=== Request ===
Can you quote the passage on Ta-Nehisi Coates word for word, starting with "In May 2023, renowned" and going on through "oppose the occupation."?

=== Source passage ===
Author:
Dennis Altman
(MENAFN- The Conversation)
In May 2023, renowned Black American writer Ta-Nehisi Coates spent ten days in the West bank and Israel, where he spent half his time with Breaking the Silence , a group of former Israeli soldiers who now oppose the occupation.
Going to Palestine was“a huge shock to me”, he told the New York Times . Coming back, he felt, as he told US journalist Peter Beinart ,“a responsibility to yell” about what he'd seen – which he describes as apartheid and compares to the segregated Jim Crow South in the United States.
As he was writing his new book, The Message , the October 7 Hamas attacks happened, followed by the ongoing war in Gaza. He doesn't cover these events in the book, though he has talked about them in interviews, including one in which he described the decision not to allow a Palestinian state legislator to speak at the Democratic National Convention that nominated Kamala Harris as“deeply inhumane”.

=== Items ===
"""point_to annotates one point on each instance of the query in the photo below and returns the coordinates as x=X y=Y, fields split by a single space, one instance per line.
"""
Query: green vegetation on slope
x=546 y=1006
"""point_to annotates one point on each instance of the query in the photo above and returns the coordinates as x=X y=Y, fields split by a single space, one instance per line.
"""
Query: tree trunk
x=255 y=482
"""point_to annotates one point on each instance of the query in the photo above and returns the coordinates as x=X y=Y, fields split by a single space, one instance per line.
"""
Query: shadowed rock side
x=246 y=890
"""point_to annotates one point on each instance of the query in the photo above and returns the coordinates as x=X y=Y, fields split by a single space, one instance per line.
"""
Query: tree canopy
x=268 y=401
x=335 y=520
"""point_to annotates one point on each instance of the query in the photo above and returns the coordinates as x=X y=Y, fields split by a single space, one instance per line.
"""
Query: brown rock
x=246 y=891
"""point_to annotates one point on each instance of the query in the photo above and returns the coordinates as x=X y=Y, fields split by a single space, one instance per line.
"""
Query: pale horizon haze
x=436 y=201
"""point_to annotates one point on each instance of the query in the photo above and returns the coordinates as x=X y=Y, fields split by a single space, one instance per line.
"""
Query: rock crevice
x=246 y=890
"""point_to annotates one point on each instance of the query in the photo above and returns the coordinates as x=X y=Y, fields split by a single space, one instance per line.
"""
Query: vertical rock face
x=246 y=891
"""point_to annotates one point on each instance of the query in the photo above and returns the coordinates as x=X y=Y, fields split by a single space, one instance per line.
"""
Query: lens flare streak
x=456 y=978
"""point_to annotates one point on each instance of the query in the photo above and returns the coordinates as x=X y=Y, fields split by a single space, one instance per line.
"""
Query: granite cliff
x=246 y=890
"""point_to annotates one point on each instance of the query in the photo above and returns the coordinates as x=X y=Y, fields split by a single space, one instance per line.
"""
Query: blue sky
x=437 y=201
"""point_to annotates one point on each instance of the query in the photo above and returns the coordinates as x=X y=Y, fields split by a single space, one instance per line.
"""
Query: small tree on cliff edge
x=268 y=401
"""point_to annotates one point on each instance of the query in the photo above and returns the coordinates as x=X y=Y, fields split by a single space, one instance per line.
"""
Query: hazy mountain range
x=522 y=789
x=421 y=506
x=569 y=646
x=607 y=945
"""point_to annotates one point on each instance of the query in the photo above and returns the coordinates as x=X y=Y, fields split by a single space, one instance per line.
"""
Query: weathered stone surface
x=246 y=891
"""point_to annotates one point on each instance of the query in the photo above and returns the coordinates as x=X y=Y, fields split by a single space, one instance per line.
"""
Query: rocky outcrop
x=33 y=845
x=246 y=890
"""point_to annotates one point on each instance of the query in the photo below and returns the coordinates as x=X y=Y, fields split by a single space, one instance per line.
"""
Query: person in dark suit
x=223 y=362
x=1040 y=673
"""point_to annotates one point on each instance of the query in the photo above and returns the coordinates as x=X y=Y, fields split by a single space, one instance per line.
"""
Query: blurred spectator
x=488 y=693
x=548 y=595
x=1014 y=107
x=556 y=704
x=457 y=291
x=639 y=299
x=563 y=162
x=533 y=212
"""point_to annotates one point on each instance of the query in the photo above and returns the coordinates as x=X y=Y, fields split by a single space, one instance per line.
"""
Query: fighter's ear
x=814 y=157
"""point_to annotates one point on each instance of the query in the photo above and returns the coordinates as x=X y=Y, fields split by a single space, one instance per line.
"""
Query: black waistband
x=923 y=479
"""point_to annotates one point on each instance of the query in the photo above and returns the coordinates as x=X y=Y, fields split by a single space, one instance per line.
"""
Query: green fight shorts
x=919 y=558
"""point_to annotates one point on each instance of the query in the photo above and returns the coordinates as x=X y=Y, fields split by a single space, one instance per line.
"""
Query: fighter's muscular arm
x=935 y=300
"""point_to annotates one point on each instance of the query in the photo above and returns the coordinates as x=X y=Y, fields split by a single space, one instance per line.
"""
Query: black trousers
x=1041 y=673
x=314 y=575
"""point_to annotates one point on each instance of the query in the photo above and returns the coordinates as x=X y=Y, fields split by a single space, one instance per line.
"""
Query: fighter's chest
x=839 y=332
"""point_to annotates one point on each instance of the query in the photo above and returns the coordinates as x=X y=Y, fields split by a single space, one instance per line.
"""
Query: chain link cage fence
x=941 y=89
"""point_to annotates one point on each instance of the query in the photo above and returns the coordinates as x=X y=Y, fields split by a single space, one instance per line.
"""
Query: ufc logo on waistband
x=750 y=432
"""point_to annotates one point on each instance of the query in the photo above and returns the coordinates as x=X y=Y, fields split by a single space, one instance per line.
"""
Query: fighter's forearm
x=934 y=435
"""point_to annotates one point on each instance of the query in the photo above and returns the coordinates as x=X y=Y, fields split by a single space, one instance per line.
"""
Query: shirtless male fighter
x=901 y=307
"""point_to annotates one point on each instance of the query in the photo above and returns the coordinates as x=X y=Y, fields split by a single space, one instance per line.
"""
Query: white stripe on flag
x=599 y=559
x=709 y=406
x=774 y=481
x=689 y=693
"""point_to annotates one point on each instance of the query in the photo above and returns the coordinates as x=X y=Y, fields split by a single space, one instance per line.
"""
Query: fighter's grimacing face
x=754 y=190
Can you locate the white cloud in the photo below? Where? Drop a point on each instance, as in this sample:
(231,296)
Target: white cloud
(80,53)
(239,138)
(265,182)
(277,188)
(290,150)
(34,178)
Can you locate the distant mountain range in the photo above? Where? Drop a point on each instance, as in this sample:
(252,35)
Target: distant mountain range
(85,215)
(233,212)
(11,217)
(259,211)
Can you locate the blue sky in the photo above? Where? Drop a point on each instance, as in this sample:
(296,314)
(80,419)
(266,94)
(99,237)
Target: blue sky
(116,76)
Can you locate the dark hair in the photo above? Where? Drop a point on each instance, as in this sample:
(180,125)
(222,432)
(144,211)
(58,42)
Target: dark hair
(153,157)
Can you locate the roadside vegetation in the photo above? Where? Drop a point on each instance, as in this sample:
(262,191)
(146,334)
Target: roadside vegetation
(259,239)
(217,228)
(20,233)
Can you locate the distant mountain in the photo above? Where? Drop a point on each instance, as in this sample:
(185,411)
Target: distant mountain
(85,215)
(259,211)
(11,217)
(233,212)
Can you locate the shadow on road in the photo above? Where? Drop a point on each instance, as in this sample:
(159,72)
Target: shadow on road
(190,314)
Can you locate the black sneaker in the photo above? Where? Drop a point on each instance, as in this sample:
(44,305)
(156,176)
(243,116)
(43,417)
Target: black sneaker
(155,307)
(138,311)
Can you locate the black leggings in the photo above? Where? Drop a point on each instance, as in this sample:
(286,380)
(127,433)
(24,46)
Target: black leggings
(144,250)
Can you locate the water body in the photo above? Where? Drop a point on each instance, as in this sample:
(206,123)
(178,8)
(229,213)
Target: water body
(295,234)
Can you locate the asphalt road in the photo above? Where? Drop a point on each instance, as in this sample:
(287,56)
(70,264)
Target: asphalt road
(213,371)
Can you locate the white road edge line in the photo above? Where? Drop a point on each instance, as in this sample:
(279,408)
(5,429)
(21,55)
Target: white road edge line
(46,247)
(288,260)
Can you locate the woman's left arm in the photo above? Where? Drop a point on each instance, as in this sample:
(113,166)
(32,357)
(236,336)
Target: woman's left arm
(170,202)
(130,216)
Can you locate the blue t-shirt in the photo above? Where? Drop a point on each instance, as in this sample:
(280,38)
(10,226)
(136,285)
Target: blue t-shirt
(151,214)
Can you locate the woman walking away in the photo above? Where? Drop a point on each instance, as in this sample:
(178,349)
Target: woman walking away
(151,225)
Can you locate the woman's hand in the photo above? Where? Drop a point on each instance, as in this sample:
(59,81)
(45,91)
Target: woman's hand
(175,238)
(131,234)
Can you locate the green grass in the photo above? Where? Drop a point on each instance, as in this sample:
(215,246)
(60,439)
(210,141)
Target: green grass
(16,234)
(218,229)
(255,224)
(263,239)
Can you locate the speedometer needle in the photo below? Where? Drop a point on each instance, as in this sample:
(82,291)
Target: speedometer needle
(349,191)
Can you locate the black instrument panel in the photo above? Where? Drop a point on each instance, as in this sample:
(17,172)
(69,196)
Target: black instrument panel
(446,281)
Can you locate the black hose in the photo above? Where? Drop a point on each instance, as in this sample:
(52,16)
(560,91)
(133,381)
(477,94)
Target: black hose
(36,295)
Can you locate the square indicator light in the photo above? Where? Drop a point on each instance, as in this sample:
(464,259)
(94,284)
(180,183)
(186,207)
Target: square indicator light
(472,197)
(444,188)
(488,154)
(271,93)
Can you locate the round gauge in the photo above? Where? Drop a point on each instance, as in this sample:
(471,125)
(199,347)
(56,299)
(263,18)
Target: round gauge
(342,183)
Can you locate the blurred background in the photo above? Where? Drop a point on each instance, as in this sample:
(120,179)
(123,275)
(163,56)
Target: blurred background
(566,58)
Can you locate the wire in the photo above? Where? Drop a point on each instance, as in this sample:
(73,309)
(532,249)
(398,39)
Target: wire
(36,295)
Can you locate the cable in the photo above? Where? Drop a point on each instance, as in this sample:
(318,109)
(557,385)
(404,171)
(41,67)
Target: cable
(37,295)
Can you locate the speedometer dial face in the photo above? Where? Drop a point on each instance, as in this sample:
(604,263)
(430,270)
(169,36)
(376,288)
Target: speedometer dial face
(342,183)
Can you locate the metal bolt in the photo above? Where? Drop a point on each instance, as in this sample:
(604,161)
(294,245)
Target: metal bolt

=== Solution to this task ===
In May 2023, renowned Black American writer Ta-Nehisi Coates spent ten days in the West bank and Israel, where he spent half his time with Breaking the Silence , a group of former Israeli soldiers who now oppose the occupation.